----- Angezeigter Text -----

Dienstag, 5. Mai 2009

Entwicklungshilfe: Leben im Zebrarhythmus

Sie beraten Regierungen in den exotischsten Ländern, bilden Polizisten aus oder bauen Museen und Schulen auf. Die Rede ist von Entwicklungshelfern. Einsatzfeld und Lebensläufe sind so facettenreich, dass viele von sich sagen: „Ich bin eigentlich ein untypischer Fall.“ Auch Emily Calaminus sagt das über sich. Gleich nach dem Studium hat sie für kurze Zeit einen Mitarbeiter des mauretanischen Parlaments beraten. „Es ging darum, die Arbeit des Finanz- und Haushaltsausschusses zu strukturieren“, erzählt sie. Das westafrikanische Land machte damals erste Gehversuche in Richtung Demokratie. Aufgabe von Calaminus war es, den Sekretär des Ausschusses anzulernen. „Ein Großteil der Arbeit drehte sich um Abläufe und einfache Büroarbeiten“, sagt sie. „Ich wurde total ins kalte Wasser geschmissen – habe mich aber auch sofort wohl gefühlt“, sagt Calaminus. Das habe auch an ihrer Vorgesetzten gelegen, Emma Kellner. Bevor diese 2004 nach Mauretanien ging, war Kellner Abgeordnete der Grünen im Bayerischen Landtag und mit Haushaltsfragen und Ausschussarbeit entsprechend vertraut.

----- Inhalt des Materials -----

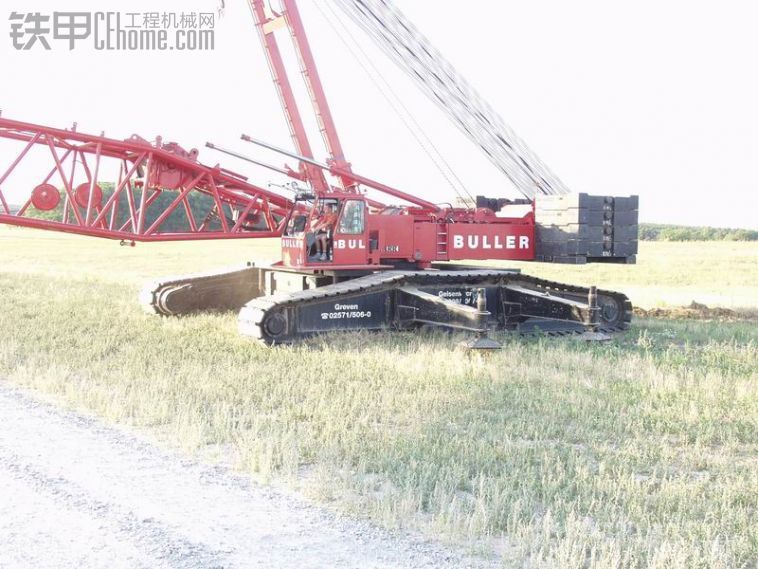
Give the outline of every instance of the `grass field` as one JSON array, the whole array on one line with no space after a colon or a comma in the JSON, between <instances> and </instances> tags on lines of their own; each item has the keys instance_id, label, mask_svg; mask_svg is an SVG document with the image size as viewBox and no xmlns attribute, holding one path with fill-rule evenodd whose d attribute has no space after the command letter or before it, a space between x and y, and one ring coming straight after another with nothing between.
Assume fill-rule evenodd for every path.
<instances>
[{"instance_id":1,"label":"grass field","mask_svg":"<svg viewBox=\"0 0 758 569\"><path fill-rule=\"evenodd\" d=\"M755 321L638 320L609 344L504 339L480 357L442 334L269 349L234 314L136 304L151 276L276 254L0 229L0 376L506 567L756 567ZM648 307L758 305L755 243L526 268Z\"/></svg>"}]
</instances>

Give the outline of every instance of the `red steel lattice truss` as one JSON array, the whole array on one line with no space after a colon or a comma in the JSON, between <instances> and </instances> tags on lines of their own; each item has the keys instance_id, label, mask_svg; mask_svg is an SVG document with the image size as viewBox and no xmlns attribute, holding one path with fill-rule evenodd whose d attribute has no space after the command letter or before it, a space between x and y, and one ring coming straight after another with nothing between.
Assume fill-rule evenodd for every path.
<instances>
[{"instance_id":1,"label":"red steel lattice truss","mask_svg":"<svg viewBox=\"0 0 758 569\"><path fill-rule=\"evenodd\" d=\"M292 206L287 198L239 174L198 162L196 150L188 152L160 138L155 144L136 135L114 140L4 118L0 118L0 138L17 142L20 148L9 165L0 164L0 224L124 241L277 237ZM11 211L6 188L35 147L46 149L48 164L37 169L35 162L41 178L25 188L28 197L20 209ZM119 172L108 196L97 183L99 173L106 170ZM56 185L63 188L60 194ZM165 192L172 198L168 202L158 199ZM197 193L211 204L202 218L191 207L190 196ZM61 219L36 215L56 209L61 199ZM126 221L119 212L124 201ZM177 211L183 212L188 229L172 232L165 222Z\"/></svg>"}]
</instances>

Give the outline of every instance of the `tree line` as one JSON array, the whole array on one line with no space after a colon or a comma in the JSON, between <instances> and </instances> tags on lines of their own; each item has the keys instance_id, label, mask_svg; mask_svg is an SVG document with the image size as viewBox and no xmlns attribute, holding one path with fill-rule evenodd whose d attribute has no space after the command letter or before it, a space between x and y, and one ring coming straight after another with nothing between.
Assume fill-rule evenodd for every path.
<instances>
[{"instance_id":1,"label":"tree line","mask_svg":"<svg viewBox=\"0 0 758 569\"><path fill-rule=\"evenodd\" d=\"M641 223L639 237L642 241L758 241L758 231Z\"/></svg>"}]
</instances>

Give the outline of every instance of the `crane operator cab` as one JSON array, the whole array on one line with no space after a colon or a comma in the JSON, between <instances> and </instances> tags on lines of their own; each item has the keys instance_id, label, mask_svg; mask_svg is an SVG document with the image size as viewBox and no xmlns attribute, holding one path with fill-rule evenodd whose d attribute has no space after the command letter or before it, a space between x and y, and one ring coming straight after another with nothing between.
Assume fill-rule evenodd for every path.
<instances>
[{"instance_id":1,"label":"crane operator cab","mask_svg":"<svg viewBox=\"0 0 758 569\"><path fill-rule=\"evenodd\" d=\"M366 201L354 196L308 197L312 201L307 205L296 201L287 221L284 264L366 264Z\"/></svg>"}]
</instances>

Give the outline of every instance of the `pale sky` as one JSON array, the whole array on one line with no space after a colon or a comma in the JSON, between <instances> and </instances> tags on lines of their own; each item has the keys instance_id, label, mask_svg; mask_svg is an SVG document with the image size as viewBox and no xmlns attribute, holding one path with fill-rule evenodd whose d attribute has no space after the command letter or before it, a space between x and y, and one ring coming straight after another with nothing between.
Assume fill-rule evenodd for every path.
<instances>
[{"instance_id":1,"label":"pale sky","mask_svg":"<svg viewBox=\"0 0 758 569\"><path fill-rule=\"evenodd\" d=\"M276 2L276 0L274 0ZM435 202L454 194L324 19L301 11L355 171ZM640 195L640 219L758 228L758 7L744 0L396 0L431 42L576 192ZM215 12L219 0L27 0L0 10L3 116L80 131L163 135L200 160L276 174L206 141L281 164L242 132L291 148L246 0L226 0L209 52L16 51L17 11ZM352 28L356 35L360 32ZM286 34L280 36L289 49ZM510 182L383 55L362 45L472 194L518 197ZM290 66L293 82L298 69ZM304 92L300 91L301 98ZM310 117L307 101L302 111ZM312 121L311 121L311 124ZM317 158L325 158L313 132ZM0 169L12 160L0 145ZM291 162L291 161L290 161ZM3 190L12 192L21 188Z\"/></svg>"}]
</instances>

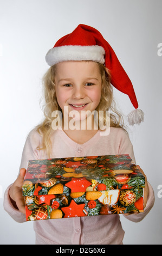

-----

> _Ihre Aufgabe_: Stimmen die folgenden Aussagen mit dem Text über Entwicklungshilfe überein? Antworten Sie jeweils mit Ja oder Nein und belegen Sie dies mit den ausschlaggebenden Worten des Textes im genauen Wortlaut: (a) Emily Calaminus beriet gleich nach dem Studium einen Mitarbeiter des mauretanischen Parlaments. (b) Calaminus fühlte sich in ihrer Aufgabe anfangs unwohl. (c) Emma Kellner war vor 2004 Abgeordnete der SPD im Bayerischen Landtag. Das Material stammt aus einer anderen Quelle.

> _Lösung der Aufgabe_:
(a) Ja: „Gleich nach dem Studium hat sie für kurze Zeit einen Mitarbeiter des mauretanischen Parlaments beraten.“
(b) Nein: „habe mich aber auch sofort wohl gefühlt“
(c) Nein: „war Kellner Abgeordnete der Grünen im Bayerischen Landtag“